Written exercise >> Please reproduce the items below word for word, from the first line to the last.

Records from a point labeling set
################
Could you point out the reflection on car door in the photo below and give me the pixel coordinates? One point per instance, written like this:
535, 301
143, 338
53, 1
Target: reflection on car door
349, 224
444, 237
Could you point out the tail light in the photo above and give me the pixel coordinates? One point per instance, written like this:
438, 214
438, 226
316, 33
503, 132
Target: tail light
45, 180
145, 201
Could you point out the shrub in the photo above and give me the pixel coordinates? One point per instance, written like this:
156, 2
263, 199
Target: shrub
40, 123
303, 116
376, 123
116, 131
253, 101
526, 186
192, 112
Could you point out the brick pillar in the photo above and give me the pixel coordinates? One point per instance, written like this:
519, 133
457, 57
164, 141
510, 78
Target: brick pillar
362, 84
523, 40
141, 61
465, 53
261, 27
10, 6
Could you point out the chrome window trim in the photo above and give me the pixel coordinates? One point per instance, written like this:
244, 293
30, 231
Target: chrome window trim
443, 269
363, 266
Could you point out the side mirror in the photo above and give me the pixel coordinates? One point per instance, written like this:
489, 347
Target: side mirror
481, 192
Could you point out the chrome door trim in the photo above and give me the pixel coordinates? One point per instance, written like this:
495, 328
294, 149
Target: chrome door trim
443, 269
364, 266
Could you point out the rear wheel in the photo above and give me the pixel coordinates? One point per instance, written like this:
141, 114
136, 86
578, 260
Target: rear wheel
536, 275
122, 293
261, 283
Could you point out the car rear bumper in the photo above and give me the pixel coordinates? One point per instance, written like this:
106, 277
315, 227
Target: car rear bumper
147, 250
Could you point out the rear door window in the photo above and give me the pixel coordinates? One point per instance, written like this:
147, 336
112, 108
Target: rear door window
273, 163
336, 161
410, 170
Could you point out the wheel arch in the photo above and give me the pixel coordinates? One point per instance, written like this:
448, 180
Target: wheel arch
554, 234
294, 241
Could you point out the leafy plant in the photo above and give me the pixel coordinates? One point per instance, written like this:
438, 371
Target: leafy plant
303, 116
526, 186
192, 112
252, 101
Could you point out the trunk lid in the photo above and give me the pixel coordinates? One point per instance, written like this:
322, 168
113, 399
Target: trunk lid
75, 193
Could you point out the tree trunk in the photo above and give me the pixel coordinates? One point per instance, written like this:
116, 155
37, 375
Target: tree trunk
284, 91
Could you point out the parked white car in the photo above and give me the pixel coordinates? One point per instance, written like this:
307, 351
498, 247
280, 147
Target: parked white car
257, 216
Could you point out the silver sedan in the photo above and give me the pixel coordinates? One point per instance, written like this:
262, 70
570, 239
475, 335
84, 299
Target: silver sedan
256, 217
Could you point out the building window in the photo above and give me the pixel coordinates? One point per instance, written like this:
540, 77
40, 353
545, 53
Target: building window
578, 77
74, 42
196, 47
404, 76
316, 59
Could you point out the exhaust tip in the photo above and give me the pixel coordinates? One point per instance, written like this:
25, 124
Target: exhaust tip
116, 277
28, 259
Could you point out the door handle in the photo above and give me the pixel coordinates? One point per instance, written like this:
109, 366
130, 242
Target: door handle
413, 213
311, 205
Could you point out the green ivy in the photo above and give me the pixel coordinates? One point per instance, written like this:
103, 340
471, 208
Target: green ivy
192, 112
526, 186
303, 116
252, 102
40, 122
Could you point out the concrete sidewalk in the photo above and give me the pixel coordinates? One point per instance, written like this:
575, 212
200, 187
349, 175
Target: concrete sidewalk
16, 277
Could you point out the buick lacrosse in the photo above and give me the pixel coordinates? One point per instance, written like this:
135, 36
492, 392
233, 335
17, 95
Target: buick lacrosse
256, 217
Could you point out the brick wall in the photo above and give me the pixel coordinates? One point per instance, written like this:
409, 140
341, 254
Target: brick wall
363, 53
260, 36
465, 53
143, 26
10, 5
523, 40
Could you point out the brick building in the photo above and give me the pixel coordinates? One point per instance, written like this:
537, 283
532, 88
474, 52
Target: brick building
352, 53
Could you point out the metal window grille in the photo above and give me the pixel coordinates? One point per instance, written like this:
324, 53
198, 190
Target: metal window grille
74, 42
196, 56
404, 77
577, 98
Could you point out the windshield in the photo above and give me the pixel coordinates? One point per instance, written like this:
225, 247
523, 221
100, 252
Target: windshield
################
The response >>
Could you point out the reflection on car door in the photo below and give me the pixel coordinates? One point per instance, written like this:
535, 301
143, 338
53, 1
Target: reflection on car door
349, 224
444, 237
Could you point out the tail light in the photo above and give me the pixel coordinates? One point per instance, written like this:
438, 214
438, 226
316, 33
503, 132
Target: tail light
45, 180
145, 201
Could you point out the shrub in the photo above and give me the pixel coordinates? One point per instance, written like this:
156, 2
263, 199
Target: shrub
40, 123
303, 116
376, 123
116, 131
253, 101
526, 186
192, 112
Could you point out the brick pillar in the photo above and give me the pixel coordinates? One point per instance, written like this:
519, 133
457, 57
164, 141
510, 78
Target: brick pillar
362, 84
523, 40
141, 61
465, 53
261, 27
10, 6
Could you point out the chrome window trim in the photo above and give me the pixel coordinates? One point per instance, written like this:
244, 293
30, 231
Target: chrome window trim
443, 269
363, 266
Could you point out the side mirror in the photo above and give me the pixel coordinates? One point per instance, written like this:
489, 347
Target: side mirror
481, 192
Could you point out the chrome door trim in the photo above and give me the pixel coordinates? One point per instance, written like this:
495, 328
294, 149
Target: chrome door trim
443, 269
364, 266
Could you point out the rear wheel in the photo above and give me the pixel coordinates? One point per instance, written like this:
141, 114
136, 86
578, 260
Target: rear wheel
536, 275
122, 293
261, 283
Could you point out the car rear bumper in the photo above and give me the pixel coordinates? One point per instance, written like this:
106, 277
315, 227
Target: car rear bumper
147, 250
Could you point out the rear door window in the photo above and give me the pixel coordinates? One point per instance, written like this:
147, 336
112, 108
Target: rear door window
273, 163
336, 161
410, 170
Could you point out the wheel arch in the photo above and give me the pixel coordinates? One point per instance, written like this:
448, 180
Target: wheel arch
554, 234
294, 241
Could you point out the leafy plant in the photo above and give me the pixel coordinates? One point per instance, written like this:
438, 371
Target: leafy plant
303, 116
526, 186
192, 112
252, 101
Could you point out the trunk lid in the photo above and give me the pixel coordinates? One point per instance, written like this:
322, 168
113, 399
Target: trunk lid
75, 193
Could you point out the tree trunk in the photo above and give me the pixel coordinates? One point per instance, written like this:
116, 155
37, 375
Target: tree trunk
284, 91
Could you point out the parked white car in the photo above and give me the pixel coordinates? One point per instance, written like this:
307, 351
498, 247
280, 147
Target: parked white car
257, 216
Could you point out the silver sedan in the photo above and give me the pixel coordinates? One point per instance, written like this:
262, 70
570, 239
475, 335
84, 299
Target: silver sedan
256, 217
Could you point out the building window in the photo above and give me the pixel coordinates? One point per instance, written like this:
540, 77
40, 353
545, 53
Target: building window
578, 77
74, 42
196, 47
404, 76
316, 59
Could you point out the exhaust tip in the photo above and give me the pixel coordinates? One point per instance, written like this:
25, 124
Target: exhaust tip
116, 277
28, 259
Could you point out the door handle in the photo above and give me the pixel coordinates? One point per instance, written like this:
109, 366
130, 242
Target: door handle
413, 213
311, 205
Could you point out the green ivy in the photo above and give me the pixel coordinates? One point per instance, written like this:
103, 340
471, 208
Target: green ivy
192, 112
526, 186
303, 116
252, 102
40, 122
Could you point out the concrete sidewalk in the photo above and give me the pixel coordinates? One point per instance, written like this:
575, 212
200, 187
349, 175
Target: concrete sidewalk
16, 277
Could you point out the buick lacrosse in the photo above and give me the pixel coordinates? One point per instance, written like this:
135, 36
492, 392
233, 335
17, 95
Target: buick lacrosse
256, 217
Could you point out the brick wall in the photo above and give me the pixel coordinates? One point per instance, written like this:
409, 140
341, 254
Target: brick wall
363, 53
260, 36
465, 53
143, 26
10, 5
523, 40
Could you point out the brick building in the photo above and give me the pixel coordinates? One point per instance, written like this:
537, 283
532, 88
474, 52
Target: brick building
352, 53
Could you point out the metal window grille in the photo above and give me the pixel coordinates? One point per instance, written like this:
324, 53
198, 190
Target: metal window grille
74, 42
196, 56
404, 77
577, 98
Could you point out the windshield in the photo above and give me the pixel coordinates? One point per instance, written like this:
225, 247
523, 221
100, 252
Target: windshield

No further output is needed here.